● ACTIVITY
Update the lines from the start of the records through the line containing "positive clicks: (102, 158)", both included, by replacing "rough mask" with "coarse mask". Keep everything else in those lines unchanged.

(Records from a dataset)
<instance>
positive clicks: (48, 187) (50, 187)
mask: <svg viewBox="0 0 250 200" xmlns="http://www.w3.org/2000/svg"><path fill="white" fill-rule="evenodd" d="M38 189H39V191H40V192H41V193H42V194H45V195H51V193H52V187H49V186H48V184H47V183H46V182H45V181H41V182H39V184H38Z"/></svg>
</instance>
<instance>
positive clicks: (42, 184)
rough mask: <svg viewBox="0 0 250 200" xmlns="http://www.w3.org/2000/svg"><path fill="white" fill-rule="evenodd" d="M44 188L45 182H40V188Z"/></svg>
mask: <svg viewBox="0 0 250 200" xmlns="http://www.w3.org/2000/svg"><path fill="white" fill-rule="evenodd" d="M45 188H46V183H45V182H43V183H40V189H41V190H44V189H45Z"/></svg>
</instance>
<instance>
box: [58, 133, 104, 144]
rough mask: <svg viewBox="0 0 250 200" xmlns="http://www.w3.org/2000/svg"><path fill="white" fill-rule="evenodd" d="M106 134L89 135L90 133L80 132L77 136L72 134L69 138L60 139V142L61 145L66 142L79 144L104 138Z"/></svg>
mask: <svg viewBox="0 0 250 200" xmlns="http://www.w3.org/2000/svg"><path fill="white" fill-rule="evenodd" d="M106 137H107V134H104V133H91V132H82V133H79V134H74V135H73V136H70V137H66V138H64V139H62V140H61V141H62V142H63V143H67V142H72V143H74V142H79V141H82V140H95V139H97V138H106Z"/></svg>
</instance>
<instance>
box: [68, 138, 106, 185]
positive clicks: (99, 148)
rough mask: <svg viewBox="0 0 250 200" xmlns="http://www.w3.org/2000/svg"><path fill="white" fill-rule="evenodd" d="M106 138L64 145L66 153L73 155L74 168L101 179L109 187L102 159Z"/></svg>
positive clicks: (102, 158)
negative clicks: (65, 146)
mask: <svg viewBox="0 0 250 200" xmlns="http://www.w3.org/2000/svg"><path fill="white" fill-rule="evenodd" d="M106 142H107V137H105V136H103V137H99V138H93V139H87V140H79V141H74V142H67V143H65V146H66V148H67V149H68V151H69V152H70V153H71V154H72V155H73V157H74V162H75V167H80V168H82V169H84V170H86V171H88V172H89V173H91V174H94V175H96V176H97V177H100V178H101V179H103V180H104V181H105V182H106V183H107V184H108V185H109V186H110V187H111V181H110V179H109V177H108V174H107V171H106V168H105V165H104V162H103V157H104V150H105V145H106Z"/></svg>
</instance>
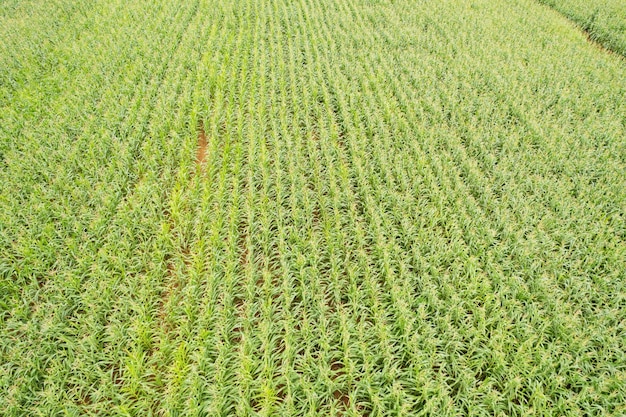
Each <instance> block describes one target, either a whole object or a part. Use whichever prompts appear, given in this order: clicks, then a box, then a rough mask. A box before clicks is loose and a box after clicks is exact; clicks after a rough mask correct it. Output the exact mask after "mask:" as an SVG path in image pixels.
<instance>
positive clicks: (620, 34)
mask: <svg viewBox="0 0 626 417" xmlns="http://www.w3.org/2000/svg"><path fill="white" fill-rule="evenodd" d="M541 2H542V3H545V4H547V5H549V6H550V7H552V8H554V9H555V10H557V11H559V12H561V13H563V14H564V15H565V16H566V17H568V18H569V19H572V20H573V21H574V22H576V23H577V24H578V25H580V27H581V28H582V29H583V30H585V31H586V32H587V33H589V37H590V38H591V39H592V40H594V41H597V42H599V43H600V44H602V45H603V46H604V47H606V48H607V49H609V50H611V51H614V52H616V53H618V54H620V55H623V56H625V57H626V3H625V2H623V1H622V0H601V1H586V0H541Z"/></svg>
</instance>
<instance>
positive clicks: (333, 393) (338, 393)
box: [333, 390, 350, 415]
mask: <svg viewBox="0 0 626 417" xmlns="http://www.w3.org/2000/svg"><path fill="white" fill-rule="evenodd" d="M333 397H335V400H337V401H339V403H340V404H341V405H342V407H343V409H344V410H347V409H348V408H350V397H348V394H346V393H345V392H341V391H339V390H335V392H333ZM340 415H341V414H340Z"/></svg>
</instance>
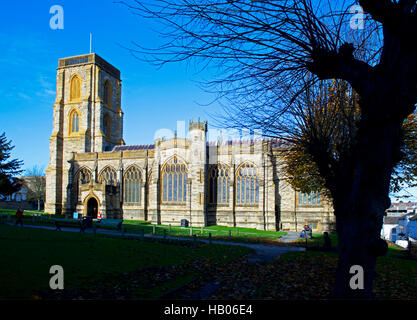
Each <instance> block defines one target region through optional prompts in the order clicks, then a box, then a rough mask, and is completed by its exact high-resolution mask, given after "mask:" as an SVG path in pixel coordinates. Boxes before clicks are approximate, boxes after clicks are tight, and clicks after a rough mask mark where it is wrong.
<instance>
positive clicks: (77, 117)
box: [69, 109, 80, 134]
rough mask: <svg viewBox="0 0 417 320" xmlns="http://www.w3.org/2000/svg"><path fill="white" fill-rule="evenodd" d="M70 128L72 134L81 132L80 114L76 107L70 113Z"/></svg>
mask: <svg viewBox="0 0 417 320" xmlns="http://www.w3.org/2000/svg"><path fill="white" fill-rule="evenodd" d="M69 129H70V130H69V131H70V134H71V133H77V132H80V114H79V113H78V111H77V110H75V109H74V110H72V111H71V112H70V115H69Z"/></svg>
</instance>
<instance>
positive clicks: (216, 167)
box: [209, 163, 230, 204]
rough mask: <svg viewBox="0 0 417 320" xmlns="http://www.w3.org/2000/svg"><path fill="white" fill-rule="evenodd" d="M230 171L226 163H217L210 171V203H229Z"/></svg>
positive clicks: (224, 203)
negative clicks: (217, 163) (224, 163)
mask: <svg viewBox="0 0 417 320" xmlns="http://www.w3.org/2000/svg"><path fill="white" fill-rule="evenodd" d="M229 186H230V171H229V168H228V167H227V166H225V165H224V164H221V163H219V164H217V165H214V166H212V167H211V168H210V171H209V203H211V204H216V203H217V204H228V203H229Z"/></svg>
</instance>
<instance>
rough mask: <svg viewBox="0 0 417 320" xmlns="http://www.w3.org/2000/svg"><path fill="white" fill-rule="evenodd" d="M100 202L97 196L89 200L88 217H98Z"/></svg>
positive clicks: (94, 217) (87, 211) (88, 204)
mask: <svg viewBox="0 0 417 320" xmlns="http://www.w3.org/2000/svg"><path fill="white" fill-rule="evenodd" d="M97 213H98V203H97V200H96V198H94V197H92V198H90V199H88V201H87V217H91V218H93V219H97Z"/></svg>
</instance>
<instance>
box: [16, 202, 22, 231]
mask: <svg viewBox="0 0 417 320" xmlns="http://www.w3.org/2000/svg"><path fill="white" fill-rule="evenodd" d="M18 224H20V226H22V227H23V208H22V207H19V209H17V211H16V225H18Z"/></svg>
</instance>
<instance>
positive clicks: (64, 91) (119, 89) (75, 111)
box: [45, 53, 124, 214]
mask: <svg viewBox="0 0 417 320" xmlns="http://www.w3.org/2000/svg"><path fill="white" fill-rule="evenodd" d="M122 136H123V112H122V109H121V80H120V71H119V70H118V69H116V68H115V67H114V66H112V65H111V64H109V63H108V62H106V61H105V60H104V59H102V58H101V57H99V56H98V55H97V54H94V53H92V54H86V55H81V56H74V57H69V58H63V59H59V62H58V68H57V78H56V100H55V103H54V106H53V130H52V135H51V137H50V145H49V149H50V150H49V154H50V156H49V157H50V158H49V165H48V168H47V170H46V179H47V190H46V203H45V211H46V212H48V213H53V214H65V213H66V212H65V211H66V210H65V208H66V202H67V186H68V184H69V183H70V169H71V168H70V167H71V164H70V162H69V161H70V160H71V159H72V158H73V154H74V153H85V152H103V151H111V150H112V149H113V147H114V146H116V145H122V144H124V141H123V138H122Z"/></svg>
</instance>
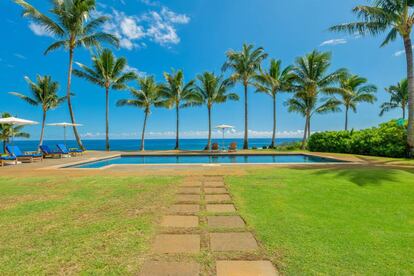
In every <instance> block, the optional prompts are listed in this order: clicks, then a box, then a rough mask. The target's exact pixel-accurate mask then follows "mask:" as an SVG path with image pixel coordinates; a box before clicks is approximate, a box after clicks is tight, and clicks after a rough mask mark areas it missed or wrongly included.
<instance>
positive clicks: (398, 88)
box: [380, 79, 408, 120]
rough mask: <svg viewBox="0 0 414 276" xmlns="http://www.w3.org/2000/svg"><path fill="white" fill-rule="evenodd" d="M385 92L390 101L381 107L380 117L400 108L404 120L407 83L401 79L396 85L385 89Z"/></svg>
mask: <svg viewBox="0 0 414 276" xmlns="http://www.w3.org/2000/svg"><path fill="white" fill-rule="evenodd" d="M385 91H386V92H388V93H389V94H390V101H389V102H385V103H383V104H382V105H381V112H380V116H382V115H384V113H385V112H388V111H390V110H392V109H395V108H401V111H402V118H403V119H404V120H405V110H406V109H407V104H408V81H407V79H403V80H402V81H400V82H399V83H398V84H397V85H391V86H390V87H388V88H385Z"/></svg>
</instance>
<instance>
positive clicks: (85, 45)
mask: <svg viewBox="0 0 414 276" xmlns="http://www.w3.org/2000/svg"><path fill="white" fill-rule="evenodd" d="M15 3H16V4H18V5H20V6H21V7H22V8H23V16H24V17H28V18H30V19H31V20H33V21H34V22H36V23H37V24H40V25H41V26H42V27H43V28H44V29H45V30H46V31H47V32H48V33H50V34H51V35H53V36H54V37H55V38H56V39H57V41H56V42H54V43H53V44H52V45H50V46H49V47H48V48H47V49H46V51H45V55H46V54H48V53H49V52H51V51H54V50H57V49H59V48H63V49H65V50H67V51H68V52H69V65H68V66H69V69H68V78H67V90H66V96H67V100H68V108H69V113H70V118H71V120H72V123H73V124H75V115H74V113H73V108H72V101H71V97H70V96H71V91H72V90H71V83H72V67H73V57H74V51H75V49H76V48H79V47H86V48H91V47H100V44H101V42H108V43H110V44H113V45H116V46H118V45H119V39H118V38H117V37H116V36H114V35H112V34H108V33H105V32H101V31H97V30H98V29H99V27H101V26H102V25H103V24H104V23H105V22H106V21H107V20H108V17H106V16H99V17H97V18H94V19H92V20H90V21H89V17H90V14H91V12H92V11H93V10H95V8H96V3H95V0H63V1H58V0H55V1H52V3H53V7H52V9H51V10H50V13H51V15H52V17H53V18H52V17H49V16H47V15H45V14H43V13H41V12H40V11H39V10H38V9H36V8H35V7H33V6H32V5H30V4H29V3H27V2H26V1H24V0H15ZM73 132H74V134H75V137H76V141H77V143H78V145H79V147H80V148H82V149H85V148H84V146H83V144H82V141H81V139H80V136H79V133H78V131H77V128H76V125H74V126H73Z"/></svg>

● PROBLEM SOLUTION
<instance>
positive clicks: (48, 187) (50, 187)
mask: <svg viewBox="0 0 250 200" xmlns="http://www.w3.org/2000/svg"><path fill="white" fill-rule="evenodd" d="M38 189H39V191H40V192H41V193H42V194H45V195H51V193H52V187H49V186H48V184H47V183H46V182H45V181H41V182H39V184H38Z"/></svg>
</instance>
<instance>
positive clicks: (42, 184)
coarse mask: <svg viewBox="0 0 250 200" xmlns="http://www.w3.org/2000/svg"><path fill="white" fill-rule="evenodd" d="M44 188L45 182H40V188Z"/></svg>
mask: <svg viewBox="0 0 250 200" xmlns="http://www.w3.org/2000/svg"><path fill="white" fill-rule="evenodd" d="M45 188H46V183H45V182H43V183H40V189H41V190H44V189H45Z"/></svg>
</instance>
<instance>
box: [58, 133, 104, 144]
coarse mask: <svg viewBox="0 0 250 200" xmlns="http://www.w3.org/2000/svg"><path fill="white" fill-rule="evenodd" d="M106 134L89 135L90 133L80 132L77 136L72 134L69 138L60 139V142L61 145L66 142L79 144L104 138Z"/></svg>
mask: <svg viewBox="0 0 250 200" xmlns="http://www.w3.org/2000/svg"><path fill="white" fill-rule="evenodd" d="M106 137H107V134H104V133H91V132H82V133H79V134H74V135H73V136H70V137H66V138H64V139H62V140H61V141H62V142H63V143H67V142H72V143H74V142H79V141H82V140H95V139H97V138H106Z"/></svg>
</instance>
<instance>
box: [68, 138, 106, 185]
positive clicks: (99, 148)
coarse mask: <svg viewBox="0 0 250 200" xmlns="http://www.w3.org/2000/svg"><path fill="white" fill-rule="evenodd" d="M106 138L64 145L66 153L73 155L74 168L101 179L109 187L102 159Z"/></svg>
positive clicks: (102, 158)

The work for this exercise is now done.